(Location identification entries)
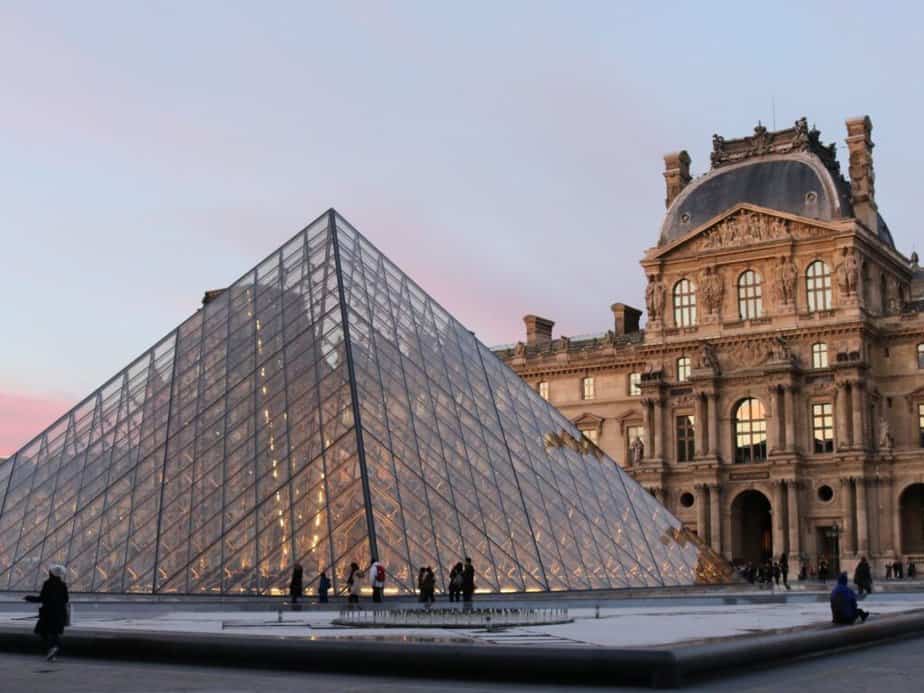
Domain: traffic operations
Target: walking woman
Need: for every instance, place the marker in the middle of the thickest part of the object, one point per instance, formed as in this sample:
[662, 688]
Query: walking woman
[53, 612]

# GOAL
Swap "walking woman" for "walking pedestrian" everywhere it occurs in the material, keeping everything else the same. Leave the pictures out of your answer.

# ANSWER TO THIS PROBLEM
Domain: traffic operations
Target: walking pedestrian
Need: for every instance, place the marker in the middle of the thickest part of the object, one point per instance, formed as in this sample:
[662, 688]
Query: walking pedestrian
[53, 612]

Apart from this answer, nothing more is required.